Extracted records
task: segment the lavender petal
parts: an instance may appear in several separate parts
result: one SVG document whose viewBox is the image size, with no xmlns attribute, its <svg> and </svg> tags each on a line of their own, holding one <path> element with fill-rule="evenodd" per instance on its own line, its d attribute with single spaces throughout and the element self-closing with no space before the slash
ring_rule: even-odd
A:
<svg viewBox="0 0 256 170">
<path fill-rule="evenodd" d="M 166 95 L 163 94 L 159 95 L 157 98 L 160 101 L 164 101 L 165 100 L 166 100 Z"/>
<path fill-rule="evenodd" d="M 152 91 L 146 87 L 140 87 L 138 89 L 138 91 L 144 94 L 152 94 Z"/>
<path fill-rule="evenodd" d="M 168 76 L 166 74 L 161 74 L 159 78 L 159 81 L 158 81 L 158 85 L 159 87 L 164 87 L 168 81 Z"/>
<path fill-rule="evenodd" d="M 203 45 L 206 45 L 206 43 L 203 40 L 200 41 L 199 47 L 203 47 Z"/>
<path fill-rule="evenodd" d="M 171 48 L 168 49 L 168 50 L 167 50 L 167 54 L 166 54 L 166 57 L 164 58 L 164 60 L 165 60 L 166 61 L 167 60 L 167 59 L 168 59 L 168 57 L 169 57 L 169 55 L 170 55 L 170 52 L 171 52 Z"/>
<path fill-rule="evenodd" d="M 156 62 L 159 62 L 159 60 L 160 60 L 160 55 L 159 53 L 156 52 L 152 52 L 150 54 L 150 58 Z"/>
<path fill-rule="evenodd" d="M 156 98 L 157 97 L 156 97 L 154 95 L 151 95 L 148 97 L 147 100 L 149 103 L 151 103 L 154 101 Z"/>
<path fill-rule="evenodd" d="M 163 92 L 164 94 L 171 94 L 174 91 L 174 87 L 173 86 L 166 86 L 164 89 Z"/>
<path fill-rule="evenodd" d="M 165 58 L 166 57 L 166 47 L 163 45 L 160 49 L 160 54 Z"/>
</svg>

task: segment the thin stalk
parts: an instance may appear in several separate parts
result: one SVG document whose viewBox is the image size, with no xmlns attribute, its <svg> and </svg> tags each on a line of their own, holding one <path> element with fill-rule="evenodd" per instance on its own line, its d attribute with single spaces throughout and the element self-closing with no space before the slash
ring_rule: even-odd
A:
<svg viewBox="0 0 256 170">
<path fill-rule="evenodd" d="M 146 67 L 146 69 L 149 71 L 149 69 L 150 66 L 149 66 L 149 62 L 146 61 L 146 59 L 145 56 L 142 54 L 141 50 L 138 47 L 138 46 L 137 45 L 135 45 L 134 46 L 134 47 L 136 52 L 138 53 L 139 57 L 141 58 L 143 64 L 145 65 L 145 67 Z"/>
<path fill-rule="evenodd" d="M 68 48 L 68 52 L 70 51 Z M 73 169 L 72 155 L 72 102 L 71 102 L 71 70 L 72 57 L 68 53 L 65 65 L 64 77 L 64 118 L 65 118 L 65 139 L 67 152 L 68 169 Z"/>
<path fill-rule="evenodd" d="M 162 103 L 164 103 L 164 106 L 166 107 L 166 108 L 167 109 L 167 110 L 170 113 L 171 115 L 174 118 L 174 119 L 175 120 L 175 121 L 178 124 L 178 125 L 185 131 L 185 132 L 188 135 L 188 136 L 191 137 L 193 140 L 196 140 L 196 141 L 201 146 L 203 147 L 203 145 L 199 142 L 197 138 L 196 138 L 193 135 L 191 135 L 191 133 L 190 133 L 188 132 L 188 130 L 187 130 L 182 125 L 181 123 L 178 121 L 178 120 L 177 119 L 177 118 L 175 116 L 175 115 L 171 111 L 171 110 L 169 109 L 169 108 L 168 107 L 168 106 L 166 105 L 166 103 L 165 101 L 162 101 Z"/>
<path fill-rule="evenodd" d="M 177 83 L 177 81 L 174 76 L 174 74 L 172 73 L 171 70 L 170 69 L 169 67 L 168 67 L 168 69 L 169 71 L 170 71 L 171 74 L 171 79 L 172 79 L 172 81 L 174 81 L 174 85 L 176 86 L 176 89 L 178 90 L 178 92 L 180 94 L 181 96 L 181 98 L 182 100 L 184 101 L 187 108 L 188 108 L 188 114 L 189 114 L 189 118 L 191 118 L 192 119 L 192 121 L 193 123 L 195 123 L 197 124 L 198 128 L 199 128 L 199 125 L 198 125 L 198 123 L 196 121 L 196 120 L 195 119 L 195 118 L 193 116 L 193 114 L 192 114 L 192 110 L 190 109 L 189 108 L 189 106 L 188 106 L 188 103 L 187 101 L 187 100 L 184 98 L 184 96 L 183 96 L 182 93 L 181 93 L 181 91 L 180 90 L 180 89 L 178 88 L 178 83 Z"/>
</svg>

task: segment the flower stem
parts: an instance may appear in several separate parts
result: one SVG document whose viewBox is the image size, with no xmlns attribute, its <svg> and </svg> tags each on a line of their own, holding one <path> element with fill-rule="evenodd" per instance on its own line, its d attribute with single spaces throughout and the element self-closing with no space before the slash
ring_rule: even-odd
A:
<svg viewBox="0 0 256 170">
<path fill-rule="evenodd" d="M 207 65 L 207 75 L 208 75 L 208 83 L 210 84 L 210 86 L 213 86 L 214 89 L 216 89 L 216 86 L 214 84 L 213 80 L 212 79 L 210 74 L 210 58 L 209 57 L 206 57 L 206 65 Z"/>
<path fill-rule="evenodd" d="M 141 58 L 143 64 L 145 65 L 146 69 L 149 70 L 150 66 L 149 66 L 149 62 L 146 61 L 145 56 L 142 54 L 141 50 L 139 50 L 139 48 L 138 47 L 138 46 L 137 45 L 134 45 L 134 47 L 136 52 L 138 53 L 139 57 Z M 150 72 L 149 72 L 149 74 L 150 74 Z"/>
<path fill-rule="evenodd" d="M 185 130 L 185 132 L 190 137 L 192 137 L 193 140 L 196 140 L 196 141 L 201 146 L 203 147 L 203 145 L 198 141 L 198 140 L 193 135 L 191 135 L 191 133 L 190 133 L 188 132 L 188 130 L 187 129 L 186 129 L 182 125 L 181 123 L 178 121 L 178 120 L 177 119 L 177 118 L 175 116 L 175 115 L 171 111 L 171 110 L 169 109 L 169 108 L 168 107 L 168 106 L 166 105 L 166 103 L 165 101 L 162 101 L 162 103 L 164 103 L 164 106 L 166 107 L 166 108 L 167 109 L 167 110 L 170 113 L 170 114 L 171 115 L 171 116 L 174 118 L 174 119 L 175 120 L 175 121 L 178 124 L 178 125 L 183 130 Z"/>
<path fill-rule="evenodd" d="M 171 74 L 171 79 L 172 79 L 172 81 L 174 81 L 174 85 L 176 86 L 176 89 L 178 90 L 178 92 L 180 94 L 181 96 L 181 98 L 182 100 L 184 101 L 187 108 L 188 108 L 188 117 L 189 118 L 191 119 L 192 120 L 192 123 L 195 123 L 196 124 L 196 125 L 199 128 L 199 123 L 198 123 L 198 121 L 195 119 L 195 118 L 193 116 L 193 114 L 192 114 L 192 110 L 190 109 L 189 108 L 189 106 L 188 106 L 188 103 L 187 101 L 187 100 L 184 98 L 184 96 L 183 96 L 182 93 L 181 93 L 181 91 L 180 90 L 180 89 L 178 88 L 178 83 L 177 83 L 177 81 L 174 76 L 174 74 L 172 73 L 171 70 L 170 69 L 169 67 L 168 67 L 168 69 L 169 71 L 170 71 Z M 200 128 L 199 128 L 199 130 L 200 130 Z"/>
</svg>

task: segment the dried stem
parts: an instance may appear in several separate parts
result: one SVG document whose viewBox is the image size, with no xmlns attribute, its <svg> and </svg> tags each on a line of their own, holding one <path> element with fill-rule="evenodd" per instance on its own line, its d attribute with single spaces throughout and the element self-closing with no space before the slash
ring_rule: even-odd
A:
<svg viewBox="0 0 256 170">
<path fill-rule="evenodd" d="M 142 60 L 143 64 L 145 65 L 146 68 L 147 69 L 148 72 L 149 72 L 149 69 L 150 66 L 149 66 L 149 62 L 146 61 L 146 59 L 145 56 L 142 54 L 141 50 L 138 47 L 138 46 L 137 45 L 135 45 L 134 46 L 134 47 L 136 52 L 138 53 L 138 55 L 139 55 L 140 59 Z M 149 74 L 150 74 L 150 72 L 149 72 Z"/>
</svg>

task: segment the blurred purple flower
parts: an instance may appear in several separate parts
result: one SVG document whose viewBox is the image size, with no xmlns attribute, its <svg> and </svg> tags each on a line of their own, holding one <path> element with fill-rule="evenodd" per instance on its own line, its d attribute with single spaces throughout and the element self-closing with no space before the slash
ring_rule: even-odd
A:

Prompt
Rewrite the rows from the start of the rows through the line containing "203 45 L 206", with "lavender petal" changed to "violet petal" and everything else left as is.

Response for this exercise
task: segment the violet petal
parts: an instance may appear in several separate parts
result: one SVG document whose viewBox is the image size, with no xmlns attribute, its <svg> and </svg> tags each on a line of their own, holding one <path> element with fill-rule="evenodd" per instance on its own line, its d attribute with single spaces throughout and the element self-closing with no space before the slash
ring_rule: even-odd
A:
<svg viewBox="0 0 256 170">
<path fill-rule="evenodd" d="M 166 95 L 163 94 L 159 95 L 157 98 L 160 101 L 164 101 L 165 100 L 166 100 Z"/>
<path fill-rule="evenodd" d="M 152 91 L 146 87 L 140 87 L 138 89 L 138 91 L 144 94 L 152 94 Z"/>
<path fill-rule="evenodd" d="M 168 76 L 166 74 L 161 74 L 159 78 L 159 81 L 158 81 L 158 85 L 159 87 L 164 87 L 168 81 Z"/>
<path fill-rule="evenodd" d="M 203 45 L 206 45 L 206 43 L 203 40 L 200 41 L 199 47 L 203 47 Z"/>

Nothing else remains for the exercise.